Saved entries

- Opening Delimiter -

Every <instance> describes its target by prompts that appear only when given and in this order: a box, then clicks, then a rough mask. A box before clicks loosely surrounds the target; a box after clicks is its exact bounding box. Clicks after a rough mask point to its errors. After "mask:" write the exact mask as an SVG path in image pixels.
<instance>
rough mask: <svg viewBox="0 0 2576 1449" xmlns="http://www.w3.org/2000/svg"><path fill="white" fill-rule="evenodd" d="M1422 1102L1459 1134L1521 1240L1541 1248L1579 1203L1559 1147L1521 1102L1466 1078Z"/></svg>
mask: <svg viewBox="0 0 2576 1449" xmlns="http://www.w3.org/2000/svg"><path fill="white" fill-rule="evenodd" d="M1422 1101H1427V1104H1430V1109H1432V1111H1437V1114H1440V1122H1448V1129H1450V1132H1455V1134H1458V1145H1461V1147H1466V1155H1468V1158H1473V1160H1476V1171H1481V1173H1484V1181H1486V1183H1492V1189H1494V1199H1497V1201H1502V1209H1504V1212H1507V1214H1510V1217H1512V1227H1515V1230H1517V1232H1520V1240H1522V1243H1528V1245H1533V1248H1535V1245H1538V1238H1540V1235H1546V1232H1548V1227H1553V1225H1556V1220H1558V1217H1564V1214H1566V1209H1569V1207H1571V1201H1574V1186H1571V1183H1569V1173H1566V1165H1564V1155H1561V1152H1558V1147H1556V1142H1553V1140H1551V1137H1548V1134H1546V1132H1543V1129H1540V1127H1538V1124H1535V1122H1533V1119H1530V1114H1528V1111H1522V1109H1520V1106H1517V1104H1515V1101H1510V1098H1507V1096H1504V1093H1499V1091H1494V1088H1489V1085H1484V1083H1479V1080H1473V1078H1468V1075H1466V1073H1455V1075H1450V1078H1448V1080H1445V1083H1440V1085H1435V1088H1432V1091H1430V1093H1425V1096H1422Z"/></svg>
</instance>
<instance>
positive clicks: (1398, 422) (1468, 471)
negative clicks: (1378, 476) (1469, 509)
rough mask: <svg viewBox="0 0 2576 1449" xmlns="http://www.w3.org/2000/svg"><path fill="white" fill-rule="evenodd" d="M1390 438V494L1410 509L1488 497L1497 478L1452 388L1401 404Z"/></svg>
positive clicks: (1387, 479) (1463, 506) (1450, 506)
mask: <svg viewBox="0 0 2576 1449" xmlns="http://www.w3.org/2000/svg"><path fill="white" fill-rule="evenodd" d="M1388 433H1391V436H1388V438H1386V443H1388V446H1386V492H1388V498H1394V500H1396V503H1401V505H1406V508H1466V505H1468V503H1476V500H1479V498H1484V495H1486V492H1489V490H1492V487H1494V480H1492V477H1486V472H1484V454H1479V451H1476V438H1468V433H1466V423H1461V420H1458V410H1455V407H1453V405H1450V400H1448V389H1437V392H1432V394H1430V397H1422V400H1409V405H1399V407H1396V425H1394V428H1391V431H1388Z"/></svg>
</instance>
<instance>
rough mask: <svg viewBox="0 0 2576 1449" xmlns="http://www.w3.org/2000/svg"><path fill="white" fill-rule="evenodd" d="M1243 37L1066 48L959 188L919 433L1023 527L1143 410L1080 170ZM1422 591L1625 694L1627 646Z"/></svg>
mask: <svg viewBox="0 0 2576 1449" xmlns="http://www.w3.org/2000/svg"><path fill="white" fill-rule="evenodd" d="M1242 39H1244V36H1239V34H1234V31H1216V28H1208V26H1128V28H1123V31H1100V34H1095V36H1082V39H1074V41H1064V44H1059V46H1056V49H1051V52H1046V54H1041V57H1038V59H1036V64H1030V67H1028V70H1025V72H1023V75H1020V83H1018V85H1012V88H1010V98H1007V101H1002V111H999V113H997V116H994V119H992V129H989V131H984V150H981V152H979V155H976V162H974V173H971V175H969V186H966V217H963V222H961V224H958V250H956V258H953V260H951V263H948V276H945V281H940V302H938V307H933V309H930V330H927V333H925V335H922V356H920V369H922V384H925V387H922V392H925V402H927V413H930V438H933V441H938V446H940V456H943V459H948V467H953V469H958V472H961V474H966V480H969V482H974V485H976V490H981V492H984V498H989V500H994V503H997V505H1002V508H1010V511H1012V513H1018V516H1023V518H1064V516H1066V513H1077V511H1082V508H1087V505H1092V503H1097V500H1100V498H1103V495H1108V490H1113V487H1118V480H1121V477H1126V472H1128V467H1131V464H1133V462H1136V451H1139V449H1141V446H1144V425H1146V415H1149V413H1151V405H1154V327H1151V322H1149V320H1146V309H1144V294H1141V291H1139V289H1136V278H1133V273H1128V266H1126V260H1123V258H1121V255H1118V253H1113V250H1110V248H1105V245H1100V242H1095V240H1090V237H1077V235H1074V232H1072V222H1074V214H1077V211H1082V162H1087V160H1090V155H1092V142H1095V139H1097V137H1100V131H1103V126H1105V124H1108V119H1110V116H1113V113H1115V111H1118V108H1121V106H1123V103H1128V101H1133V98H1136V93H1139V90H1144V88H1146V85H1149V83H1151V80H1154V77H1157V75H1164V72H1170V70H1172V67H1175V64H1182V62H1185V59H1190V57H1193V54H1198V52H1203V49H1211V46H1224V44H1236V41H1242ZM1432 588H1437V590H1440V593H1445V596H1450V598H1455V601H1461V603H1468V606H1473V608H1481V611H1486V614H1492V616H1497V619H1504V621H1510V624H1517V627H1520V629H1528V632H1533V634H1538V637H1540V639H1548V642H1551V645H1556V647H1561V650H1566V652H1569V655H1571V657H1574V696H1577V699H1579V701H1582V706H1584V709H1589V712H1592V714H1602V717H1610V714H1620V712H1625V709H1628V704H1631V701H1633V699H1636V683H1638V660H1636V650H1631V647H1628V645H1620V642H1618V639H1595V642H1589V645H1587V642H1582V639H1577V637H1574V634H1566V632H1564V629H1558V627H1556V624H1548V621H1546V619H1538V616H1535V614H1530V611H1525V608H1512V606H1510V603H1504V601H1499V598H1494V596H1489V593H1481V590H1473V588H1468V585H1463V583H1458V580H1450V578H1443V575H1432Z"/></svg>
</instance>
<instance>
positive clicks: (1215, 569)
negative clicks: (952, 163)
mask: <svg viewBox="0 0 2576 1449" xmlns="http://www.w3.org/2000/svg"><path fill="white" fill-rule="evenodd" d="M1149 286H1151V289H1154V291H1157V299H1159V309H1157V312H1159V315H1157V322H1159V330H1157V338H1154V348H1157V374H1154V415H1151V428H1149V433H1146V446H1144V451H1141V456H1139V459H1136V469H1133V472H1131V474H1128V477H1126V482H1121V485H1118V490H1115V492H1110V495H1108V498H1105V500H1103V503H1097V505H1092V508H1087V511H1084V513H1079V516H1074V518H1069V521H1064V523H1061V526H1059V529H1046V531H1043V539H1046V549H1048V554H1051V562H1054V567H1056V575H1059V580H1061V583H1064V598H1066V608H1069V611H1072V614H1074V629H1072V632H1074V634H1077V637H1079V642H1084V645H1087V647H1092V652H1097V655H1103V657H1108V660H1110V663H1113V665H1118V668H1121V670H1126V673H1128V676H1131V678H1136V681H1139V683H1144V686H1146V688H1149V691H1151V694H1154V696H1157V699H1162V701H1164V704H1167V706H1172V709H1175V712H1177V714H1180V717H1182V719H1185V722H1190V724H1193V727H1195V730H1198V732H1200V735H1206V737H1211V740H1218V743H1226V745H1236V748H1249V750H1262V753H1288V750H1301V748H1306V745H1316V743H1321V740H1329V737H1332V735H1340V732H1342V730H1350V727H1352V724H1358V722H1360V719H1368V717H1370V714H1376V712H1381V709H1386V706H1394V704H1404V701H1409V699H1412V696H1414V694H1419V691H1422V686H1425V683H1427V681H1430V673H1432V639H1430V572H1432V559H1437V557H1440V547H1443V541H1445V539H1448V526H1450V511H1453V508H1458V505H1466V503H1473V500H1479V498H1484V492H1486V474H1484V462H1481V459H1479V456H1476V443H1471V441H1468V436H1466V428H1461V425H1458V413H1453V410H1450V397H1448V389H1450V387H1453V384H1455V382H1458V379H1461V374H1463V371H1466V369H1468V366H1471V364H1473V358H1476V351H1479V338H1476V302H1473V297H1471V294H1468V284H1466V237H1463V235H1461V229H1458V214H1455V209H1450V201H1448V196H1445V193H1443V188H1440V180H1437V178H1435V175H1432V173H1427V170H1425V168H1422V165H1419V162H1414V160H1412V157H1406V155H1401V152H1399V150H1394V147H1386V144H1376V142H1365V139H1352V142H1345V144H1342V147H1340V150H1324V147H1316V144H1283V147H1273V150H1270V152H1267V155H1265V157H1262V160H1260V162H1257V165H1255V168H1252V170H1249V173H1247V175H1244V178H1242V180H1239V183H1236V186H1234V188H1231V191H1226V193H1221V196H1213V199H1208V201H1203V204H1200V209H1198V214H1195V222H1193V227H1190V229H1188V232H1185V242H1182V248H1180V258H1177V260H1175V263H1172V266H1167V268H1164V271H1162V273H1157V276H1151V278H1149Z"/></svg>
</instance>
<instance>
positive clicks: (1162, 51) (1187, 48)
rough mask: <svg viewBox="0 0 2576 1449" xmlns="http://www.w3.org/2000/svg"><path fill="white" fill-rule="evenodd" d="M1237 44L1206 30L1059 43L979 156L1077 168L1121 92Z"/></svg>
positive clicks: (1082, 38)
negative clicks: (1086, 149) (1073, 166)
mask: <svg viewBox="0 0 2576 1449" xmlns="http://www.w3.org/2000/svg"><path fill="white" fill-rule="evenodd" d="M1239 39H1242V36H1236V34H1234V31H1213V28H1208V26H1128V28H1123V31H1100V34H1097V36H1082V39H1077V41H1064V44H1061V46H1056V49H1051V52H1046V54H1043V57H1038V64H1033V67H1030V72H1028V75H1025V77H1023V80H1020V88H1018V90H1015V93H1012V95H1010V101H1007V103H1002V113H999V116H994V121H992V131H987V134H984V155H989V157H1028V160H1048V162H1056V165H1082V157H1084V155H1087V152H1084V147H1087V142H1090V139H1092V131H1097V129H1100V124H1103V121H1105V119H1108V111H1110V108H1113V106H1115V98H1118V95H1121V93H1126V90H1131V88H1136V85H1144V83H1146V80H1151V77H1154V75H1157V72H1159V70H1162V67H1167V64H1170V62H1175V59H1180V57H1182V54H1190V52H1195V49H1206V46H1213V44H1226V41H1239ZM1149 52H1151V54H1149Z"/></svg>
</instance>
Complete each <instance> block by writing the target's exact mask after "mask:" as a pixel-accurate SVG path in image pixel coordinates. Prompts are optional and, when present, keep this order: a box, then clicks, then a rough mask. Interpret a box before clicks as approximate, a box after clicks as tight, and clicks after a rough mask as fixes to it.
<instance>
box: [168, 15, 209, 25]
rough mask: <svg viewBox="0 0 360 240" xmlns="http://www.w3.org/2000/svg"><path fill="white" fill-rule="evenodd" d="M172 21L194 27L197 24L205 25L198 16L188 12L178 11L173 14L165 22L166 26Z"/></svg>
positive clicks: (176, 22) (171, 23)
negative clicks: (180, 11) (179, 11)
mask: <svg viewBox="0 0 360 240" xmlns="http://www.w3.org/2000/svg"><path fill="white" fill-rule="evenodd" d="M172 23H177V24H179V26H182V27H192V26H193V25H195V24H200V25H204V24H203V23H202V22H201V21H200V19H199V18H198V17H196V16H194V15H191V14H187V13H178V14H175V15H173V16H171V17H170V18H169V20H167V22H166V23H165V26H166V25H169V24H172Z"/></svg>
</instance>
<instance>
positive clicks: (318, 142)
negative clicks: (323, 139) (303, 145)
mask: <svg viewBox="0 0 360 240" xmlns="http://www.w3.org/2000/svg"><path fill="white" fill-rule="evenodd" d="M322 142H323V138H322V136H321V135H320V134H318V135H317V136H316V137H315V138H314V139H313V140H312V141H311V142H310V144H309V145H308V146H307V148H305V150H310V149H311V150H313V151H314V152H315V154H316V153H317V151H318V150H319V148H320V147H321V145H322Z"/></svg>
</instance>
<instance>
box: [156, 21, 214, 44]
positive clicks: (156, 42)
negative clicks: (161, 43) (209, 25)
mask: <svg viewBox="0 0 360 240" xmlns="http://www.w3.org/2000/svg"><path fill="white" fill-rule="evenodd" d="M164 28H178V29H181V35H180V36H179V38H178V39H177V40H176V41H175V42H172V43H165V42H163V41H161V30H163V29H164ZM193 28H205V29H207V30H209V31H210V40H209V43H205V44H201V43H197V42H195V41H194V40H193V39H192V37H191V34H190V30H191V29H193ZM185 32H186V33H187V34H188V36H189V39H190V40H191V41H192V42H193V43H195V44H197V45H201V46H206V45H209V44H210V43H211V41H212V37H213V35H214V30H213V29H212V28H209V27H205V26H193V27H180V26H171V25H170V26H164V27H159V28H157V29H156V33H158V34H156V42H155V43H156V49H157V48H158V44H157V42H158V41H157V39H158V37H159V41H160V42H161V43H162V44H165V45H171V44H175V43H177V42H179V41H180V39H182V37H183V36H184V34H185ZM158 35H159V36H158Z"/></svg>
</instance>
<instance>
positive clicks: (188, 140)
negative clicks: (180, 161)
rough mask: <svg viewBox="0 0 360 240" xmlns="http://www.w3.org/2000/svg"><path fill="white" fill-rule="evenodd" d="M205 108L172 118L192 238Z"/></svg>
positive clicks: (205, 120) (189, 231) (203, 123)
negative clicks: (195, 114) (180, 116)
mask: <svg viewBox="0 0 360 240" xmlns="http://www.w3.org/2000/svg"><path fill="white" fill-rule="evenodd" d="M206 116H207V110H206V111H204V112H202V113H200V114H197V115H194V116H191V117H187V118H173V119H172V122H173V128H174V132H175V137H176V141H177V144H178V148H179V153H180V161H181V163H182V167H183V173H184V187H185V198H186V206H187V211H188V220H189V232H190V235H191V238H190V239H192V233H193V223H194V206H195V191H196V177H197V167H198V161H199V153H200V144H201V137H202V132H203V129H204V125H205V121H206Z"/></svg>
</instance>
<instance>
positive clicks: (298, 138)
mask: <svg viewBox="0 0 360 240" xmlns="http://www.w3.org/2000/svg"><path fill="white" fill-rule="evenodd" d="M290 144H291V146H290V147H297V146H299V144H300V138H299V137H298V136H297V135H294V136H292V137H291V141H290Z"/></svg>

- Closing Delimiter -

▸ **PROBLEM DESCRIPTION**
Find the word "after" in the entries above, then copy each line that holds it.

▸ **THE ANSWER**
Every <instance> describes its target by prompts that appear only when given and in this order: a box, then clicks, then a rough mask. A box before clicks loosely surrounds the target; a box after clicks is its exact bounding box. Clicks after a rough mask point to its errors. After "mask:" write the exact mask as an SVG path in image pixels.
Complete each <instance> block by writing the target's exact mask after "mask:" as a pixel-accurate SVG path in image pixel coordinates. Prompts are optional and, when present, keep this order: a box, then clicks, then a rough mask. Interpret a box before clicks as approximate, a box after clicks as tight, and clicks after a rough mask as fixes to it.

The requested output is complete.